### Exercices à réaliser
1. Dans le texte sur la politique du livre en région, dans quelle commune sont basées les éditions Bleu autour ?
2. Relevez toutes les personnes nommées dans le texte sur la politique du livre en région, chacune avec la fonction qui lui est attribuée.
3. Poursuivez le texte sur la politique du livre en région à la suite de sa dernière phrase.

### Passage du texte
==================================================

L’enjeu pour ce vaste territoire est aujourd’hui de pérenniser les bonnes pratiques et d’harmoniser les dispositifs. "En termes de librairie, par exemple, Rhône-Alpes est tirée par la dynamique des métropoles lyonnaise et grenobloise, ainsi que par l’espace frontalier suisse. En Auvergne, majoritairement rurale, on trouve plutôt des petites librairies de village qui n’ont pas besoin des mêmes aides." D’où un lissage des politiques régionales qui prend du temps. "Je n’ai aucune visibilité sur les aides pour l’an prochain, s’inquiète Patrice Rötig, fondateur des éditions Bleu autour, basées à Saint-Pourçain-sur-Sioule (Allier). Je crains que celles-ci, qui peuvent représenter jusqu’à 20 % de notre chiffre d’affaires, ne diminuent, en ne prenant plus en compte le travail d’édition et de maquette."

L’incertitude émanant du conseil régional, et de sa nouvelle majorité, concerne aussi le devenir de l’Arald, pivot de l’interprofession. Fabrice Boyer, président du groupe Auvergne de l’Association des bibliothécaires de France, réclame quant à lui "un relais local, à Clermont, si la future agence s’installe à Lyon, car les distances deviennent problématiques". "On est encore dans le flou avec la Région, les choses se mettent en place petit à petit", résume Olivia Benoist-Bombled, directrice artistique du Festival du premier roman de Chambéry.

==================================================

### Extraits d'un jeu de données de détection
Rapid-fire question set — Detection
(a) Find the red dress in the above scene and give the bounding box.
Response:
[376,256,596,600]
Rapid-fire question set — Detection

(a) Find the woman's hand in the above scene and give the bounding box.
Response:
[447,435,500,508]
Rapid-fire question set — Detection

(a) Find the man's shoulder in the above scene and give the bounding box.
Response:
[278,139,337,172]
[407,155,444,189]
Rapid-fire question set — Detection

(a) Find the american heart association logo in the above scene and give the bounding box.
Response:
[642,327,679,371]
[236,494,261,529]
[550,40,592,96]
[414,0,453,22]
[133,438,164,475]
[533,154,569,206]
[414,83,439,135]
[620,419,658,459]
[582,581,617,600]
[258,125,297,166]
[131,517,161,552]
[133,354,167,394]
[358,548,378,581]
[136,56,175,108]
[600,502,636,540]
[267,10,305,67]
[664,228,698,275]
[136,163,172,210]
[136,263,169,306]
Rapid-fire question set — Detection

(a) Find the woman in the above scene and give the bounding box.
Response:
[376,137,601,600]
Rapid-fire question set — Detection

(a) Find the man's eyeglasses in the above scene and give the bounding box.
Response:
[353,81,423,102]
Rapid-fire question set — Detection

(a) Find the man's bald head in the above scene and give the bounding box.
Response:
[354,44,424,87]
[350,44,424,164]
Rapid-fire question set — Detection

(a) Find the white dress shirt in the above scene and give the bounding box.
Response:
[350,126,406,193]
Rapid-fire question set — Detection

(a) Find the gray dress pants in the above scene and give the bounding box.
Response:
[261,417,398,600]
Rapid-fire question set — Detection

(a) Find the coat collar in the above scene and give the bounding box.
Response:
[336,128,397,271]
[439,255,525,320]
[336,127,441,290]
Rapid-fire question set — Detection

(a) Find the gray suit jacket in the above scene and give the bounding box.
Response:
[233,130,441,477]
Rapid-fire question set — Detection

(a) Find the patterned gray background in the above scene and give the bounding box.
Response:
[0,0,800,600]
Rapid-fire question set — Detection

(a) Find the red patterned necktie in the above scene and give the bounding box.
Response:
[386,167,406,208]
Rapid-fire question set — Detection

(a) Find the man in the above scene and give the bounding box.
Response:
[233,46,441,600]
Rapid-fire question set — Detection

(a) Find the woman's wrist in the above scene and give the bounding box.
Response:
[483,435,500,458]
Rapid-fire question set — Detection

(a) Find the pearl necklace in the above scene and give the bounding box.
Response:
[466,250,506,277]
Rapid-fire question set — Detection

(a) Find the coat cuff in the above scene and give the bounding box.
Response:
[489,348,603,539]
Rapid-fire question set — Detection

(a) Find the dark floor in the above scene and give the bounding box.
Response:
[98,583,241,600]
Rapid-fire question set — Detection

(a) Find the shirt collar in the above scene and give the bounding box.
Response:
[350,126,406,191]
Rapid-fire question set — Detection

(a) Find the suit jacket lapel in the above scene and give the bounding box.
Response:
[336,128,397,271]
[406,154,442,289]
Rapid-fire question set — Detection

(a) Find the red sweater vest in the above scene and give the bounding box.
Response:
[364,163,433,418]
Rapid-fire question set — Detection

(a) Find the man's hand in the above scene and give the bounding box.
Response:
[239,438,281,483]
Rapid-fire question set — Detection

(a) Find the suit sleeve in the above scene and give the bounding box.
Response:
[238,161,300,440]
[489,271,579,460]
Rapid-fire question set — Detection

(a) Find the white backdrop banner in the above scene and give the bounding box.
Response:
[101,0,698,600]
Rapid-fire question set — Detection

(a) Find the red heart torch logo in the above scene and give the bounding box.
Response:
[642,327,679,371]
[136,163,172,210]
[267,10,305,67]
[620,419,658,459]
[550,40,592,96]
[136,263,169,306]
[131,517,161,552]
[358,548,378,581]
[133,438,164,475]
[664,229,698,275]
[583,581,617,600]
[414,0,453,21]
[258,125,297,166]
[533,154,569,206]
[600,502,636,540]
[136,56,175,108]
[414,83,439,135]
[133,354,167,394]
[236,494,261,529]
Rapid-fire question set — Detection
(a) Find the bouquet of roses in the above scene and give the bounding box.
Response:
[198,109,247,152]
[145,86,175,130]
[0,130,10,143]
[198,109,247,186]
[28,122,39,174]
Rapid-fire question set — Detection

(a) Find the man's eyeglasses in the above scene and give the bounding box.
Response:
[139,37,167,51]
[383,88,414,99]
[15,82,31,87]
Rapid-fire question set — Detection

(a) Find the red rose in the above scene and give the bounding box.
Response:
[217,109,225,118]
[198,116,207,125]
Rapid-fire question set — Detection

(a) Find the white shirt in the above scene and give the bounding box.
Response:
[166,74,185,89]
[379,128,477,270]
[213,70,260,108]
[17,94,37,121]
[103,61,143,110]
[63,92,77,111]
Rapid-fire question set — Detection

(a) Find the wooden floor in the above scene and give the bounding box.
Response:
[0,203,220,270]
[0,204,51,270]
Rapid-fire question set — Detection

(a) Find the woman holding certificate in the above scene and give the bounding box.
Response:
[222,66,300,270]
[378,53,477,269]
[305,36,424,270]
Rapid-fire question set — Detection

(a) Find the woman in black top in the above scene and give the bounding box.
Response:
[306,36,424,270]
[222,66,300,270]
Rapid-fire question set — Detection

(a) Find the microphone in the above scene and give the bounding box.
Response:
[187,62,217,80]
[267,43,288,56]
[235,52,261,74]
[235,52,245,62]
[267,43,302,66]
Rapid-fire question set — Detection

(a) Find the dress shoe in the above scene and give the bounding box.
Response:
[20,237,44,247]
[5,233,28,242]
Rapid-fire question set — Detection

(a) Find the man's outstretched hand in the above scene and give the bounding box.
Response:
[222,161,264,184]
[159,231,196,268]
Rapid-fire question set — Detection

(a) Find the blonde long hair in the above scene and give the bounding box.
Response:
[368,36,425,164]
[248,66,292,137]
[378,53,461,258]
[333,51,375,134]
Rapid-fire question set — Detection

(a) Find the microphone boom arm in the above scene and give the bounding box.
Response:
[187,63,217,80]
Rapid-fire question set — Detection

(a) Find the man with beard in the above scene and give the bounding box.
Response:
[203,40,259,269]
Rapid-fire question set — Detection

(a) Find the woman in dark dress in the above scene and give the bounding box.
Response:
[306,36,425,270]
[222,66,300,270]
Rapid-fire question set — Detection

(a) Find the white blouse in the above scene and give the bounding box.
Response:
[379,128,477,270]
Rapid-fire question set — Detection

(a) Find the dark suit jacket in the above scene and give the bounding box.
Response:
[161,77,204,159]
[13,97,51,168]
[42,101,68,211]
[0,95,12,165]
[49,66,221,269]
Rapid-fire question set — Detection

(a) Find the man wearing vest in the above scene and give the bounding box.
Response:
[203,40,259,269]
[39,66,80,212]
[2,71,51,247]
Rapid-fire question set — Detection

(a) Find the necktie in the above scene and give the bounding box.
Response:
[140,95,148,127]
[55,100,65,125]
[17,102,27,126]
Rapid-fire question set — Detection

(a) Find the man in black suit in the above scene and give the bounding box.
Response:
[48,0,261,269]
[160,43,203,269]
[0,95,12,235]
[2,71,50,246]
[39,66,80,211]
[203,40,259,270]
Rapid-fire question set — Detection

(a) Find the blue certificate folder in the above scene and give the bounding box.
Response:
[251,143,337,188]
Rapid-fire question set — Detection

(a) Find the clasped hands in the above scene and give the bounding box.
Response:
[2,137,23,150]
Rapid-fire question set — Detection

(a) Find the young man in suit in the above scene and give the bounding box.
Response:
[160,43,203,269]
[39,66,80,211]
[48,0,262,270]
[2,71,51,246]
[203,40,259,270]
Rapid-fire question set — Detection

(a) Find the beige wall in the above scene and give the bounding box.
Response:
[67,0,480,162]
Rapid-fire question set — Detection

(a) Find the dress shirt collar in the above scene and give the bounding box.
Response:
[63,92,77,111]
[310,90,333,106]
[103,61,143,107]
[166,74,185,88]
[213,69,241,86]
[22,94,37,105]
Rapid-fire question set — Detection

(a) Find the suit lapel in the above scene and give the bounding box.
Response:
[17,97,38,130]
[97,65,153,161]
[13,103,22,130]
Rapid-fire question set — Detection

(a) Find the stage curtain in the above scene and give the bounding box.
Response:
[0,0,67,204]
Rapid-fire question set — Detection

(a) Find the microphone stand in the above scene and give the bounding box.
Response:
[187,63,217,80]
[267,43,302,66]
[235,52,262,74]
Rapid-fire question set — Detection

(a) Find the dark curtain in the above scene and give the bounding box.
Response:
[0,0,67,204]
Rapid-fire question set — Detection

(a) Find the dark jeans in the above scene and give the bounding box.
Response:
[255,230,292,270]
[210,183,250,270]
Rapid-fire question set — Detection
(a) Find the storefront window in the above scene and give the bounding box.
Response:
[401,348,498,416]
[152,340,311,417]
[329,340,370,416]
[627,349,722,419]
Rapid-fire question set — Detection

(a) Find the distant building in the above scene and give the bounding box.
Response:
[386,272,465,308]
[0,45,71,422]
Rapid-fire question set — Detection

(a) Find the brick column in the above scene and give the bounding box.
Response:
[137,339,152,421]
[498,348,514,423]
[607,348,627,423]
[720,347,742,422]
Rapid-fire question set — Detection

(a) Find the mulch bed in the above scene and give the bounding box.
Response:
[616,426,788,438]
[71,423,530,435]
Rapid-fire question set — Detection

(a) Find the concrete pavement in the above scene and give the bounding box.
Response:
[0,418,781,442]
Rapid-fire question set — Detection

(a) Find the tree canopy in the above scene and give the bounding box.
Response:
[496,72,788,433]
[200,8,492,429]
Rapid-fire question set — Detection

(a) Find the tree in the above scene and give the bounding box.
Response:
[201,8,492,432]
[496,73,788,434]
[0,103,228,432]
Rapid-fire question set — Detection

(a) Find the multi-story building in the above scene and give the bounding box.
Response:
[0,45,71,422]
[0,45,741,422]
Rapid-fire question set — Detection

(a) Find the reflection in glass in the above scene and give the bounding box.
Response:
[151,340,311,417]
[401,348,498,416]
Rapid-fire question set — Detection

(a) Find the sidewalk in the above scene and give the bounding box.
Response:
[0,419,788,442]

==================================================

### Réponses
1. À Saint-Pourçain-sur-Sioule, dans l'Allier.

2.
- Patrice Rötig, fondateur des éditions Bleu autour
- Fabrice Boyer, président du groupe Auvergne de l'Association des bibliothécaires de France
- Olivia Benoist-Bombled, directrice artistique du Festival du premier roman de Chambéry

3.
Elsa Pallot et Benoît Reiss- Photo CHEYNE ÉDITEUR

Renouveler le public

Cette manifestation est par certains aspects emblématique des pistes à développer pour conquérir de nouveaux publics. Car si les aides régionales sont indispensables à la filière, les professionnels du livre savent que leur survie dépendra avant tout de leurs propres innovations. A Chambéry, le festival s’appuie depuis trente ans sur des comités de lecture, responsables de la programmation. Une bonne façon de faire vivre toute l’année un réseau de plus de 3 000 lecteurs, dont la moitié sont des jeunes scolarisés. "Nous allons aussi au contact de publics éloignés, en prison ou à l’hôpital, ajoute Olivia Benoist-Bombled. Notre ambition est d’attirer le maximum de gens vers la lecture. Nous essayons de trouver des liens entre littérature, théâtre, musique ou musée, afin d’établir des partenariats cohérents." Yann Nicol, directeur de la Fête du livre de Bron (35 000 visiteurs en trois jours), abonde : "Nous réfléchissons aux moyens de renouveler un public vieillissant. La dimension événementielle est essentielle, et les auteurs sont ouverts à des propositions hybrides, entre spectacle et lecture. Mais il convient de garder une certaine profondeur."

Sortir des cases, c’est le credo du festival Lyon BD, avec des partenariats internationaux, des spectacles autour du dessin, et même l’installation en 2016 de la plus grande BD du monde, dans le tunnel piéton de la Croix-Rousse. Et avant lui, il y a l’incontournable Quais du polar, ses 80 000 visiteurs, ses ciné-concerts, et ses 15 000 enquêteurs amateurs entre Rhône et Saône. Des initiatives populaires souvent coûteuses. "Nous n’avons pas les moyens d’aller vers le spectacle, regrette Françoise Lalot, responsable de la Semaine de la poésie à Clermont-Ferrand, un des plus importants événements littéraires d’Auvergne avec le Rendez-vous du carnet de voyage dans la même ville. Mais nous tentons de multiplier les rencontres toute l’année. Il nous manque maintenant une reconnaissance de la part de l’Education nationale."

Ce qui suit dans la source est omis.